[Pointing records for named objects]
____
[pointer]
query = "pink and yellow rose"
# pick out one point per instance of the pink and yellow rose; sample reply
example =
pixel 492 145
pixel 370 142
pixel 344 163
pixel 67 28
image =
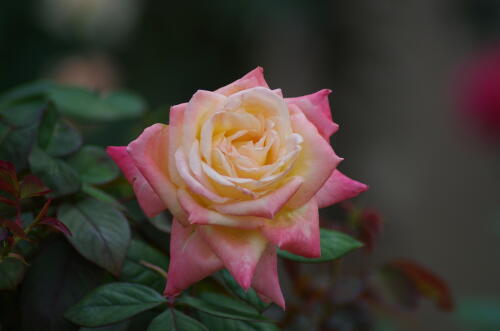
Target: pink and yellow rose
pixel 242 170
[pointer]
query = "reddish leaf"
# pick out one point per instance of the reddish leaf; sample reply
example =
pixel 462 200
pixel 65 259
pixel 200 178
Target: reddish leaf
pixel 44 210
pixel 8 178
pixel 8 201
pixel 18 257
pixel 56 224
pixel 4 234
pixel 427 283
pixel 14 228
pixel 32 186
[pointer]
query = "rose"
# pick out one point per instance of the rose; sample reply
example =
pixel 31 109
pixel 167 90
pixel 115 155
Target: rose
pixel 242 170
pixel 478 93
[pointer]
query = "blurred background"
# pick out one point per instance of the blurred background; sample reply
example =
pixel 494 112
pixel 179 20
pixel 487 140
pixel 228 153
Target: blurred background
____
● Aim:
Rewrite the lines of the items as a numbered list, beginning with the first line and stopping after the line that contains "pixel 478 93". Skip blank lines and leave the pictures out.

● Output of the task:
1. [pointer]
2. query = "pink and yellow rose"
3. # pick out one point per instance of the pink and yellow rose; sample reply
4. example =
5. pixel 492 145
6. pixel 370 142
7. pixel 344 163
8. pixel 67 28
9. image =
10. Target: pink and yellow rose
11. pixel 242 170
12. [pointer]
13. query = "reddish leaf"
14. # pick out one point per instance of the reddish leaf; sample reply
15. example =
16. pixel 462 200
17. pixel 65 259
18. pixel 200 178
19. Target: reddish leaf
20. pixel 44 210
21. pixel 8 178
22. pixel 8 201
23. pixel 18 257
24. pixel 56 224
25. pixel 4 234
26. pixel 427 283
27. pixel 14 228
28. pixel 32 186
29. [pointer]
30. query = "rose"
31. # pick out one point per instance of the rose; sample reply
32. example =
33. pixel 31 109
34. pixel 167 90
35. pixel 115 155
36. Target: rose
37. pixel 242 170
38. pixel 478 93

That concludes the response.